• [LISTING]:
** BEGIN **

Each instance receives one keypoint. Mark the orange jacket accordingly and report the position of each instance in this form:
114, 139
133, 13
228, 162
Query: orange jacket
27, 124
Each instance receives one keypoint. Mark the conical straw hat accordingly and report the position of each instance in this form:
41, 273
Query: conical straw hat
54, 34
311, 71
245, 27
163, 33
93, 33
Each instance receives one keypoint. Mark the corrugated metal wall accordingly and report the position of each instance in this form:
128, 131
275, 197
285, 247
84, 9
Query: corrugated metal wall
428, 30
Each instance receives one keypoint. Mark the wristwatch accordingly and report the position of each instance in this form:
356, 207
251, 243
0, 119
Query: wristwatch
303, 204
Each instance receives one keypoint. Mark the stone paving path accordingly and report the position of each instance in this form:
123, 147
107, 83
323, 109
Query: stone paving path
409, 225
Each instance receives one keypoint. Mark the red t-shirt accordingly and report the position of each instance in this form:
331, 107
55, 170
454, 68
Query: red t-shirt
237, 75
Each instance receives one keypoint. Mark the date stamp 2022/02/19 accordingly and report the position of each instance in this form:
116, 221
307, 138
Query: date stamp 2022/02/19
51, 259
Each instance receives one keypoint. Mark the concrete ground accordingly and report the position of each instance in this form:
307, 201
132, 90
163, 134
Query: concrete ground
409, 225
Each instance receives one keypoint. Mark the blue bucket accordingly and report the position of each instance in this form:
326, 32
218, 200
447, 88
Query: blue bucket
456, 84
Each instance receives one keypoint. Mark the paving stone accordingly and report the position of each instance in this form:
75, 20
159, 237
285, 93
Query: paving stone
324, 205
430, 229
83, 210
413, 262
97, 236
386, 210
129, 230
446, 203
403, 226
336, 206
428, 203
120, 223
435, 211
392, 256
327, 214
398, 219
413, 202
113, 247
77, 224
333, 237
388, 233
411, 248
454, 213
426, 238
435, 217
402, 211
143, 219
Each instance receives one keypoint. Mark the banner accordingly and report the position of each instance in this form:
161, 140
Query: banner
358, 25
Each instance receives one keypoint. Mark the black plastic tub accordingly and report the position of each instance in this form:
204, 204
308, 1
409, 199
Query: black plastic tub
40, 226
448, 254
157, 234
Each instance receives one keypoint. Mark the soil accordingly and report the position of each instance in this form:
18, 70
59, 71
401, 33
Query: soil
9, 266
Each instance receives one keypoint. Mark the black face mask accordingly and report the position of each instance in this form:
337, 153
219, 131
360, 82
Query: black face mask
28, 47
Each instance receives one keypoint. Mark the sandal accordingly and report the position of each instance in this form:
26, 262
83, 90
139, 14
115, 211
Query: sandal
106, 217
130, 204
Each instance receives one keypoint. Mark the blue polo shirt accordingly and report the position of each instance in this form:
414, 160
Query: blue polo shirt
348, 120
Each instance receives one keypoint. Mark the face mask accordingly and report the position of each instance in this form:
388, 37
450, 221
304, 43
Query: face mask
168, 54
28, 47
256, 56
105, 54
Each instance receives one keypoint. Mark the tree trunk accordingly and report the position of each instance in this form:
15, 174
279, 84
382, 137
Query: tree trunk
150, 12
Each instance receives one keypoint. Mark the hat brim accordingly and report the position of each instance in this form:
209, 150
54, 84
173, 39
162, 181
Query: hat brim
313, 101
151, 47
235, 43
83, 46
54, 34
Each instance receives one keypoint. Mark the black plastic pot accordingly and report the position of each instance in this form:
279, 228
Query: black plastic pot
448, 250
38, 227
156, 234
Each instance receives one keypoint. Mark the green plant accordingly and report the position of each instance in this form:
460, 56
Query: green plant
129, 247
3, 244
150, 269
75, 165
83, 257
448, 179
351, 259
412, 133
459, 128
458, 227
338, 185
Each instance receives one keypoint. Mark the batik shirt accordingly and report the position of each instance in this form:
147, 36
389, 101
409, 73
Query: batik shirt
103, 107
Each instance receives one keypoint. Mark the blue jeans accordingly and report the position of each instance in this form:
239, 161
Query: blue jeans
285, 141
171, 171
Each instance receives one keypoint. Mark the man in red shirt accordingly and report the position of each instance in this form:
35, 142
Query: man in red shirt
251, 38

** END **

• [WHAT TO DO]:
Write the entries again, exactly as they stand.

• [EXPECTED ANSWER]:
Each instance receives one keypoint. Mark the orange jacket accordingly and report the position of each instance in this form:
114, 139
133, 13
228, 162
Query: orange jacket
27, 124
Each instance receives one keypoint. Mark the conical straw hat accordingly and report the position of each instance in this form:
41, 273
Query: conical straw hat
54, 34
311, 71
245, 27
163, 33
93, 33
Each instance receives one keypoint. Mark the corrugated metal wall accordingly and report the position of each instance in this form:
128, 131
275, 197
285, 247
84, 9
Query: corrugated metal wall
428, 30
Each instance receives one keypoint. Mark the wristwatch accordingly and report the position of each instance in this form:
356, 207
251, 243
0, 119
Query: wristwatch
303, 204
Each instance receives one keypoint. Mark the stone paving path accordingly and report the position of each instance in this form:
123, 147
107, 83
323, 109
Query: stone paving path
409, 225
Each instance receives one keypoint. Mark the red t-shirt accordingly and report the position of each instance in this form:
331, 107
55, 170
454, 68
Query: red t-shirt
237, 75
Each instance receives one keypoint. Mark the date stamp 2022/02/19 accordingly and report the position of each instance in this form:
116, 221
307, 138
Query: date stamp 2022/02/19
51, 259
Each instance receives one keypoint. Mark the concrete ground accordingly and report the position of each instance in this form:
307, 201
132, 90
163, 134
Query: concrete ground
409, 225
Each instance receives one keypoint. Mark the blue bucket accordingly and report the position of each instance in this form:
326, 32
218, 200
447, 88
Query: blue bucket
456, 84
Each instance receives one keypoint. Mark the paving stone accordingly and report the position of each instance in this form:
75, 20
159, 237
285, 93
Query: paving stone
324, 205
430, 229
83, 210
413, 262
97, 236
386, 210
129, 230
446, 203
403, 226
336, 206
428, 203
120, 223
435, 211
392, 256
327, 214
398, 219
413, 202
113, 247
77, 224
333, 237
388, 233
411, 248
454, 213
426, 238
435, 217
402, 211
143, 219
Each instance receives one keypoint. Mark the banner accordingly and report the position of each instance in this form:
161, 140
Query: banner
358, 25
Each instance receives one keypoint. Mark the black plastic tub accordingly and report the position of each instance in this form:
204, 204
308, 1
409, 199
Query: black plastic tub
40, 226
448, 254
157, 234
Each instance receives one keypoint. Mark the soil accordingly and report the position of each instance in this form:
18, 70
59, 71
401, 33
Query: soil
9, 266
Each instance receives one keypoint. Mark the black face mask accordingly and report the position of each instance in this form:
337, 153
219, 131
360, 82
Query: black face mask
28, 47
Each instance receives one keypoint. Mark the sandal accordingly and report the position of each instance in this form:
26, 262
83, 90
139, 14
115, 211
Query: sandal
106, 217
130, 204
Each instance receives one keypoint. Mark the blue polo shirt accordingly and report the position of each instance in this form:
414, 160
Query: blue polo shirt
348, 120
Each instance receives one keypoint. Mark the face mask accordingly and report the position of each instance in this form:
388, 37
450, 221
304, 43
Query: face mask
168, 54
28, 47
256, 56
105, 54
Each instance receives one keypoint. Mark the tree trunk accordingly and report the position of each instance in this form:
15, 174
279, 84
382, 137
Query: tree trunk
150, 12
Each instance receives one keypoint. Mark the hat brim accordingly and report the position of each instance in this form:
209, 150
54, 84
173, 39
162, 181
Query: hat brim
313, 101
151, 47
235, 43
83, 46
54, 34
Each instance receives one keypoint. Mark the black plastic pot accordingly and report the position of each instance in this form:
279, 228
Query: black plastic pot
448, 250
38, 227
156, 234
Each instance receives one keypoint. Mark the green plant accordingly and report the position of each instance in this form:
460, 56
Query: green plant
129, 247
3, 244
150, 269
75, 165
83, 257
448, 179
351, 259
412, 133
459, 128
458, 227
338, 185
Each instance receives one keypoint. Mark the batik shirt accordingly and report the position of each instance in this form:
147, 36
389, 101
409, 73
Query: batik shirt
103, 107
Each instance receives one keypoint. Mark the blue jeans accordingly and report the position of each instance in this form:
239, 161
Query: blue jeans
285, 141
171, 171
Each instance receives one keypoint. Mark the man in red shirt accordingly and report the position of each instance in this form:
35, 142
Query: man in red shirt
251, 38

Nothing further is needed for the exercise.